### Exercise goal
Reproduce the whole listing, character for character.

### Source data
>>
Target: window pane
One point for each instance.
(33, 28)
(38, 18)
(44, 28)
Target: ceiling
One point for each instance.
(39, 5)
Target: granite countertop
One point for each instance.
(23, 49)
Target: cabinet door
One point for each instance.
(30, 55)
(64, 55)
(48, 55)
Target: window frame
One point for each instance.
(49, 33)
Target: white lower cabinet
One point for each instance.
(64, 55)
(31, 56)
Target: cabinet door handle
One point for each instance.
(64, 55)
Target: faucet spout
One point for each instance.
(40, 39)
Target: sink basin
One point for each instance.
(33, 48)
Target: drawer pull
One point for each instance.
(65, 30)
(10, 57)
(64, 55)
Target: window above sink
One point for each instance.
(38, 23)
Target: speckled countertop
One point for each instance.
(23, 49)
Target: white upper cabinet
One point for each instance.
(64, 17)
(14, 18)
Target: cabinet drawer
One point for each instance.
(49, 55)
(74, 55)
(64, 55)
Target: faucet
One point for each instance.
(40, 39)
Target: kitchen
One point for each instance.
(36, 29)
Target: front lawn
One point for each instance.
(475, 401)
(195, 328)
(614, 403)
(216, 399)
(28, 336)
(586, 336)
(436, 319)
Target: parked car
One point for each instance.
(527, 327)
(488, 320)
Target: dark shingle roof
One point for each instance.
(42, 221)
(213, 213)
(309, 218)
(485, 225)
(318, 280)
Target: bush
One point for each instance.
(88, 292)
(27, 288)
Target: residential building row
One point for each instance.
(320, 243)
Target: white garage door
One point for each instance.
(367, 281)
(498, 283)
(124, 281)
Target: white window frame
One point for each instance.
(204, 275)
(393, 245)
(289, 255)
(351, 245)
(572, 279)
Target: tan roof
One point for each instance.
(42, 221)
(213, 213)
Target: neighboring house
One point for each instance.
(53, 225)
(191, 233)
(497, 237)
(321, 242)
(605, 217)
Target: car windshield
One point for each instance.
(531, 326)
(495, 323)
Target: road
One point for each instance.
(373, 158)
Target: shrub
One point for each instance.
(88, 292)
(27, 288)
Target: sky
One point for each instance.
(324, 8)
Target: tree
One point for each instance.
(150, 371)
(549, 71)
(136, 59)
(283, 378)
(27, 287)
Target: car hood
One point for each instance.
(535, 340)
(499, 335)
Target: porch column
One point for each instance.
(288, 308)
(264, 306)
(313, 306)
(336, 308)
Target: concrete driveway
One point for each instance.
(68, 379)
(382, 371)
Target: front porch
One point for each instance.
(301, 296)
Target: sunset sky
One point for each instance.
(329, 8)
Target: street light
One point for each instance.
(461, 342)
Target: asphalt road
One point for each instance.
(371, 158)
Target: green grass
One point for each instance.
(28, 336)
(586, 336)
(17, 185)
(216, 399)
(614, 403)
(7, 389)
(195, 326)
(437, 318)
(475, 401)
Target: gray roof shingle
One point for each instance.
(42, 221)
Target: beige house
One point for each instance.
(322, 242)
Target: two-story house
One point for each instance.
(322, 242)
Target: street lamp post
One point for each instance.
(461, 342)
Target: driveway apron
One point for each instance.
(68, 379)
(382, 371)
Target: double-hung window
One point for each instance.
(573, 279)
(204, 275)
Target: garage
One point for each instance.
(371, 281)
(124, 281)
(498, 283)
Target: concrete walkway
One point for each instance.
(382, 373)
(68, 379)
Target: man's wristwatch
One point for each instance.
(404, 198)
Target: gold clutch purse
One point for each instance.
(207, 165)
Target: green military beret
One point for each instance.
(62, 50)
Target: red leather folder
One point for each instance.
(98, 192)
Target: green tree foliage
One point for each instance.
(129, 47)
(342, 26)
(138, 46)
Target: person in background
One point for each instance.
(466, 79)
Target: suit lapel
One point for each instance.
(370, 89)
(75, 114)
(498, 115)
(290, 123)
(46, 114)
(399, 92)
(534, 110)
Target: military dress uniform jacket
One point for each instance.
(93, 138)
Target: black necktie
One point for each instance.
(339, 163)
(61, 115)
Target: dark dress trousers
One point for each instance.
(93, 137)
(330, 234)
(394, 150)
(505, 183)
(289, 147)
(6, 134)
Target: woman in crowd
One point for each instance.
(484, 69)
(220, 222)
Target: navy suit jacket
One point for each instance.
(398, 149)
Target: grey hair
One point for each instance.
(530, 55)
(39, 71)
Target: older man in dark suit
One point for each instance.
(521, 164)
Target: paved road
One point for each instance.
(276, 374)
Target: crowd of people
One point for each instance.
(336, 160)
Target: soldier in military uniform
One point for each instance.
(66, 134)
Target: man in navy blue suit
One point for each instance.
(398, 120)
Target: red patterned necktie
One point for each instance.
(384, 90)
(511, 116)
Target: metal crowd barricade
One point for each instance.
<<
### Exercise answer
Target: window pane
One point for each instance.
(33, 28)
(38, 18)
(44, 28)
Target: ceiling
One point for each instance.
(39, 5)
Target: granite countertop
One point for each instance.
(23, 49)
Target: cabinet door
One point for each instance.
(30, 55)
(64, 55)
(48, 55)
Target: window frame
One point for each instance.
(49, 33)
Target: white lower cabinet
One point for each instance.
(64, 55)
(31, 56)
Target: cabinet door handle
One point for each instance.
(64, 55)
Target: faucet spout
One point for each instance.
(40, 39)
Target: sink basin
One point for each instance.
(33, 48)
Target: drawer pull
One point for each instance.
(65, 30)
(10, 57)
(64, 55)
Target: window above sink
One point for each instance.
(38, 23)
Target: speckled countertop
One point for each instance.
(23, 49)
Target: white upper cabinet
One point for each instance.
(64, 17)
(14, 18)
Target: cabinet drawer
One point for each instance.
(49, 55)
(74, 55)
(64, 55)
Target: faucet
One point for each instance.
(40, 39)
Target: kitchen
One point for each instance.
(36, 29)
Target: front lawn
One point for each instance.
(475, 401)
(195, 328)
(614, 403)
(216, 399)
(28, 336)
(586, 336)
(436, 319)
Target: parked car
One point for each instance.
(527, 327)
(488, 320)
Target: dark shingle roof
One point for each instance.
(42, 221)
(213, 213)
(309, 218)
(485, 225)
(318, 280)
Target: bush
One point for each instance.
(88, 292)
(27, 288)
Target: residential building row
One point for each instance.
(320, 243)
Target: white garage door
One point for each instance.
(367, 281)
(498, 283)
(124, 281)
Target: white window frame
One point for each instance.
(204, 275)
(393, 245)
(289, 255)
(351, 245)
(572, 279)
Target: tan roof
One point for each instance.
(42, 221)
(213, 213)
Target: neighboring house
One point for each instance.
(53, 225)
(191, 233)
(497, 237)
(321, 242)
(605, 217)
Target: car windshield
One point for each instance.
(531, 326)
(495, 323)
Target: road
One point for each instance.
(373, 158)
Target: shrub
One point for each instance.
(88, 292)
(27, 288)
Target: sky
One point for each instance.
(324, 8)
Target: tree
One point for each instance.
(150, 371)
(549, 71)
(136, 59)
(283, 378)
(27, 287)
Target: car hood
One point for each instance.
(535, 340)
(499, 335)
Target: porch column
One point for each instance.
(288, 308)
(264, 306)
(313, 306)
(336, 308)
Target: concrete driveway
One point for each instance.
(68, 379)
(382, 371)
Target: front porch
One point for each instance.
(301, 296)
Target: sunset sky
One point for each instance.
(329, 8)
Target: street light
One point for each instance.
(461, 342)
Target: asphalt road
One point for each instance.
(371, 158)
Target: green grass
One point for each instance.
(28, 336)
(586, 336)
(17, 185)
(216, 399)
(614, 403)
(7, 389)
(195, 326)
(437, 318)
(475, 401)
Target: gray roof shingle
One point for each instance.
(42, 221)
Target: beige house
One point for each instance.
(322, 242)
Target: two-story house
One point for each instance.
(322, 242)
Target: street lamp post
One point for each instance.
(461, 342)
Target: driveway apron
One point for each instance.
(68, 379)
(382, 371)
Target: double-hung window
One point for each instance.
(573, 279)
(204, 275)
Target: garage
One point for each instance.
(371, 281)
(124, 281)
(498, 283)
Target: concrete walkway
One point for each instance.
(382, 373)
(68, 379)
Target: man's wristwatch
One point for each instance.
(404, 198)
Target: gold clutch purse
One point for each instance.
(207, 165)
Target: green military beret
One point for each instance.
(62, 50)
Target: red leather folder
One point for each instance.
(98, 192)
Target: green tree foliage
One point for each instance.
(129, 47)
(342, 26)
(138, 46)
Target: person in background
One point for each instance.
(466, 79)
Target: suit lapel
One point for each instance.
(370, 89)
(75, 114)
(498, 115)
(290, 123)
(46, 114)
(399, 92)
(534, 110)
Target: military dress uniform jacket
One point for each instance.
(93, 138)
Target: black necktie
One point for each instance.
(339, 163)
(61, 115)
Target: dark dress trousers
One point for each instance.
(93, 137)
(330, 234)
(394, 150)
(505, 183)
(289, 147)
(6, 134)
Target: woman in crowd
One point for each instance.
(484, 69)
(220, 222)
Target: navy suit jacket
One point for each instance.
(398, 149)
Target: grey hair
One point for each instance.
(530, 55)
(39, 71)
Target: older man in dark suit
One point for each instance.
(521, 164)
Target: paved road
One point for each instance.
(276, 374)
Target: crowd of people
One point for each instance.
(336, 160)
Target: soldier in military uniform
One point for each instance.
(66, 134)
Target: man in navy blue suit
One point for each instance.
(398, 120)
Target: red patterned necktie
One point for each instance.
(384, 90)
(511, 116)
Target: metal crowd barricade
One point for each instance.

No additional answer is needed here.